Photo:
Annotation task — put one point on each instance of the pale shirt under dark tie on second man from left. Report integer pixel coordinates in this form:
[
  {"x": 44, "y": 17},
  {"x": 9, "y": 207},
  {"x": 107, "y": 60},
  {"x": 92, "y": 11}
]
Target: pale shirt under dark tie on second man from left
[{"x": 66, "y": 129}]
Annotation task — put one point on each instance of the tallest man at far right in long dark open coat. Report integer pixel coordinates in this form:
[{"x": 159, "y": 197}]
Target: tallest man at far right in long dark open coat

...

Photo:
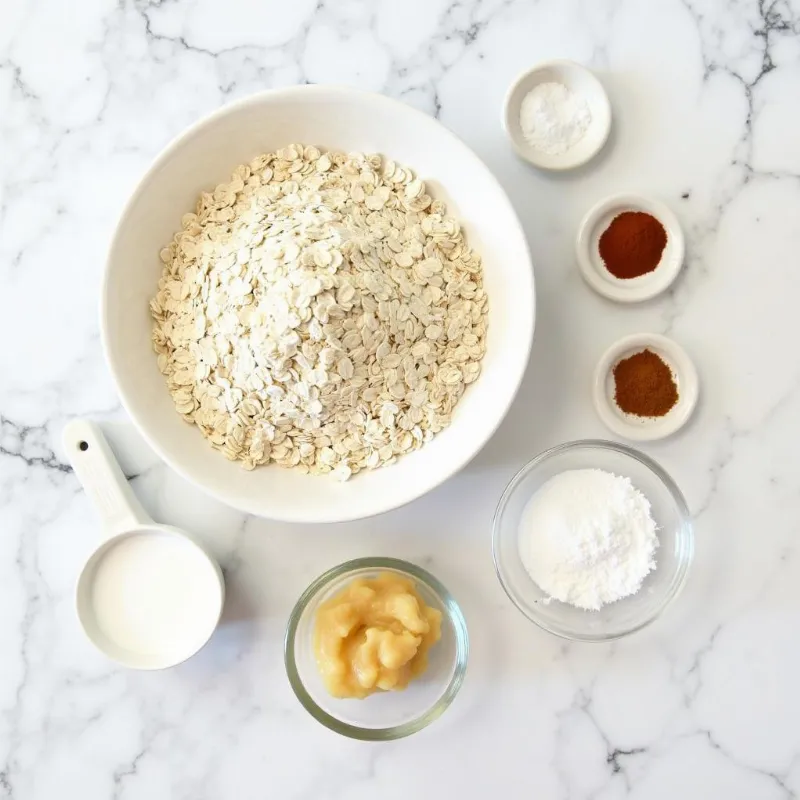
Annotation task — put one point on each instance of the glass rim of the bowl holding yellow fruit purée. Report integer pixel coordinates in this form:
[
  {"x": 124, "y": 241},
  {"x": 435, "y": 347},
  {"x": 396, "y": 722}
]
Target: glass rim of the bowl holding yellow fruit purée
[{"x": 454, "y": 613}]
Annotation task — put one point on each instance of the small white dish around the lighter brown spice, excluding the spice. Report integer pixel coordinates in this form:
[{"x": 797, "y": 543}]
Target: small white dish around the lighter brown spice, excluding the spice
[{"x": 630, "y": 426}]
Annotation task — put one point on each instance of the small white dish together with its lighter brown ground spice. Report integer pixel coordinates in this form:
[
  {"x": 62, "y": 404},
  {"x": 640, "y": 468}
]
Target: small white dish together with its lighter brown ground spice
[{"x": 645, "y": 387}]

* _Task directions_: The result should be every line of the material that contains the word "right", so copy those lines.

* _Task solution_:
Annotation task — put one point on each instance of the tallest man at far right in long dark open coat. Report integer pixel coordinates in this form:
Target: tallest man at far right in long dark open coat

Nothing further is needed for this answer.